◆ EXTRACT
━━━━━━━━━━━━━━━━

But what about the spiritual concerns that religions address? Isn’t this
activity a form of “spiritual charity”? And since most of the
expenditures of religions are spent on addressing spiritual concerns
(activities including worship services, pastoral counseling, baptisms,
sacraments, and the like), couldn’t these expenses be seen as
charitable, thus qualifying the religions as charities?
No. Why? Because charity is the giving of something, not the exchange of
something for something else. When religions give (money, clothing,
labor, building materials) to address the physical needs of the poor,
they are giving without receiving payment in return. There is no
exchange of goods or services. Yes, those giving may feel good about
what they’ve done, but that feeling is not given to them by the
recipients of their charitable actions in exchange for the actions; it
rather results from the charitable actions themselves. In contrast, when
a pastor preaches a sermon or a priest performs a baptism, this is done
out of obligation and is what these religious functionaries are paid to
do. It is no more “charity” than a college professor teaching a class or
a social worker helping a family is charity. If the people you are
helping are paying you to help them, it’s not charity; it’s labor. You
may like your job and feel that it offers value beyond what you receive
in compensation, but that doesn’t change the fundamental nature of the
exchange taking place. In short, if someone is paid to address spiritual
concerns, it is not charity when they do so.
There is one other argument religions could use to claim they are
“spiritual charities”: when religions pray for rain for the local
community or when they baptize the dead to assure them salvation—as is
done by the Mormon Church—isn’t this a form of spiritual charity in the
sense that even people not donating to the religion benefit? These acts
certainly seem closer to charity, but they don’t meet the criteria of
what it means to be a charitable organization for tax purposes: If the
function or service the charity provides were discontinued, would it
result in a legal requirement for public funds to continue the function?
Religious soup kitchens would probably meet this criteria but would
praying for rain or baptizing dead people? Although Texas Governor Rick
Perry may pray for rain7 and presidential hopeful Mitt Romney may want
past presidents baptized, we think most people would agree that
government has no interest in addressing such “spiritual concerns.”

━━━━━━━━━━━━━━━━

◆ DATA
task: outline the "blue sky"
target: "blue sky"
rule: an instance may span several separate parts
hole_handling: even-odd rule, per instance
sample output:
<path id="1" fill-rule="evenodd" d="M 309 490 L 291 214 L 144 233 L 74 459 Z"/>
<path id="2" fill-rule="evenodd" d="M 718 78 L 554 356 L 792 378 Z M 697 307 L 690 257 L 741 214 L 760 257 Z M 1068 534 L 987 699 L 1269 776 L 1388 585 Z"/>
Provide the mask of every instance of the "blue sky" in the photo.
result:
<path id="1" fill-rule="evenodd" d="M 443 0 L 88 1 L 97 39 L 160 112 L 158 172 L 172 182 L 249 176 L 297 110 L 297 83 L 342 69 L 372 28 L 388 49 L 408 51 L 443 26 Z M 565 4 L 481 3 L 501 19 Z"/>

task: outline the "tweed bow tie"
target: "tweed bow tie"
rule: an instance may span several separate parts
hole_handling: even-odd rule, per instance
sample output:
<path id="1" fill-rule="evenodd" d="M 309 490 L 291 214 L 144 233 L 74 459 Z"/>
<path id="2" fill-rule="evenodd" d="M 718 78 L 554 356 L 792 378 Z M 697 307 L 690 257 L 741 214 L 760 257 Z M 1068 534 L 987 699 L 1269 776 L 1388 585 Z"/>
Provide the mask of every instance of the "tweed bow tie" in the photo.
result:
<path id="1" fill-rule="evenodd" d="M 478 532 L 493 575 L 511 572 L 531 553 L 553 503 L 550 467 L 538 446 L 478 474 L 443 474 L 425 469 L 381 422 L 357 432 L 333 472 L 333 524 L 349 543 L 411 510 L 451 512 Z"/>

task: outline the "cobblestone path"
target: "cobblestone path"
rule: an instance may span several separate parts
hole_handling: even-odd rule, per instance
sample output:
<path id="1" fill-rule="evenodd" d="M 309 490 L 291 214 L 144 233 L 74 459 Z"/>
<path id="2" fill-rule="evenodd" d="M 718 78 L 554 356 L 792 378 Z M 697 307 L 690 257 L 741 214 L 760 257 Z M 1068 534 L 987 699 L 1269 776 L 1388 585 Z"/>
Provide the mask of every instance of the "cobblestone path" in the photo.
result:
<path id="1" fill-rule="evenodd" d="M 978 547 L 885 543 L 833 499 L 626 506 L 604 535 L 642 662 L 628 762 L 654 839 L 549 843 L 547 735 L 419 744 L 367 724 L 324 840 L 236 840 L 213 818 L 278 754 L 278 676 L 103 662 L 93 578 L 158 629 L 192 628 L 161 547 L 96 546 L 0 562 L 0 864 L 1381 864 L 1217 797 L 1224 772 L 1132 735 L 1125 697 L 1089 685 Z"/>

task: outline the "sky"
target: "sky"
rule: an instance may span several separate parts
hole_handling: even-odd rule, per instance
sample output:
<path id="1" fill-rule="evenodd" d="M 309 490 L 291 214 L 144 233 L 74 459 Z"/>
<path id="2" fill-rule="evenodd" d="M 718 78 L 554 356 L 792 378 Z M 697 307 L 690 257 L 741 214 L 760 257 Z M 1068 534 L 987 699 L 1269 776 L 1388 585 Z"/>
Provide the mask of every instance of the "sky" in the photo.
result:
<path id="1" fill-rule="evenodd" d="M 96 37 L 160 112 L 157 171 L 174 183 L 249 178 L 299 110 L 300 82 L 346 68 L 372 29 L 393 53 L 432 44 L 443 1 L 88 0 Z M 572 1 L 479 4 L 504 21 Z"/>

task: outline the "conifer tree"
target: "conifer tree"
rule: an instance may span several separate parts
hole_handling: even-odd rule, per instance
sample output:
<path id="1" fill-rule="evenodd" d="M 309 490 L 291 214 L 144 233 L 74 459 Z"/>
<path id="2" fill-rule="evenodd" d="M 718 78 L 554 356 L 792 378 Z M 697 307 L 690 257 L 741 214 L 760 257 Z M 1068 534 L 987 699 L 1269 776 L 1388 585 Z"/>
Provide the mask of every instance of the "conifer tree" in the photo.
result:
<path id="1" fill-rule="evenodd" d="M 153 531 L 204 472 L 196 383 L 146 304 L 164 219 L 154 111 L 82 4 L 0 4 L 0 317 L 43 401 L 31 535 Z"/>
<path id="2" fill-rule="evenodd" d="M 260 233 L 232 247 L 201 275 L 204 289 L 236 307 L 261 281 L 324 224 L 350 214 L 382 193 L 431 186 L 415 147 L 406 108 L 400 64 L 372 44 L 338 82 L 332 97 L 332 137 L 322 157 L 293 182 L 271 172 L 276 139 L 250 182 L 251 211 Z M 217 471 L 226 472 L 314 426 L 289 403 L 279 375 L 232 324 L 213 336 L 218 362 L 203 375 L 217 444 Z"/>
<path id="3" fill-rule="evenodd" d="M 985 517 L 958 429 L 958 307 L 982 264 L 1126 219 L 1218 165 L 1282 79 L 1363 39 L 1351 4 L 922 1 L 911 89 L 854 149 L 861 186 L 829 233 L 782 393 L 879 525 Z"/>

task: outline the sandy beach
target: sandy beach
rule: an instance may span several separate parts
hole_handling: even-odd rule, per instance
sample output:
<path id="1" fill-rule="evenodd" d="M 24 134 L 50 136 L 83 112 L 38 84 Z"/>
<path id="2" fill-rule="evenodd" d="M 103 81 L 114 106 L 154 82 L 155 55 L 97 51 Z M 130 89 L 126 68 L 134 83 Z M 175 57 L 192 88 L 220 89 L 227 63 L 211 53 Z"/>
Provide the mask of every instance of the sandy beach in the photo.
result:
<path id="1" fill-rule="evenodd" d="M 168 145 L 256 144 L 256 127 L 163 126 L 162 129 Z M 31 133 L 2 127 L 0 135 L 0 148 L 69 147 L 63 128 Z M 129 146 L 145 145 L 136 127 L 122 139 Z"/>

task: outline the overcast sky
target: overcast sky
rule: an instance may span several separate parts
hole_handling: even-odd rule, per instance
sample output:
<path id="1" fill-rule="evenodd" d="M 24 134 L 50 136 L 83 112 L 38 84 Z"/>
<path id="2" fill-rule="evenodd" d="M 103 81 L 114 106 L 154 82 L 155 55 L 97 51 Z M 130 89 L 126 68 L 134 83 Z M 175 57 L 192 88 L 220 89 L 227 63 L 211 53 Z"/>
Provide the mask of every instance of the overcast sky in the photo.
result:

━━━━━━━━━━━━━━━━

◆ TASK TO CARRY OUT
Carry on the passage about religious organizations and charitable status, starting after its last sentence. The items have no connection to the passage on religious organizations and charitable status.

◆ EXERCISE OUTPUT
In summary, religions spend a relatively small portion of their revenue
on physical charity, and while they spend a larger portion of their
revenue addressing spiritual concerns, most of that qualifies as labor,
not charity. What little would qualify as “spiritual charity” would not
be replaced by government if discontinued. In short, religions are, by
and large, not engaged in charitable work.
As a result, we calculated the subsidies to religions under the
assumption that religions are more like for-profit corporations
providing entertainment (such as movie theaters or amusement parks)
rather than charities. That assumption is actually a fairly accurate
description of their primary activity: religions largely provide
entertainment for their “consumers.” And while that entertainment may be
meaningful to their consumers and even address “spiritual concerns,” the
same can be said for movies (well, some movies). So, our starting
assumption in calculating government subsidies to religions was to treat
religious institutions like corporations. We recognize that it is not a
perfectly sound assumption,8 but if you will grant it for now you may
find the resulting calculations of interest.
Figure 1 summarizes the tax code related to religions. On the left are
the sources of revenue for religions, labeled “Monies In.” Religions and
ministers are in the middle. And on the right are the different ways
religions and ministers are subsidized, labeled “Government Subsidies.”
These tax exemptions and tax breaks are an indirect form of “subsidy” in
that the government is not providing direct revenue to religions, with
one exception, but indirectly subsidizing religion. Religious
institutions and functionaries are either not required to pay taxes or
pay reduced taxes, while donations to religions are either tax free or
result in a deduction from taxes. So, while the various governments
involved are generally not transferring money directly to religions
(though the government’s Faith-Based Initiatives do just that), they are
not requiring the institutions, functionaries, or donors to religions to
pay taxes that they would have to pay if they were corporations.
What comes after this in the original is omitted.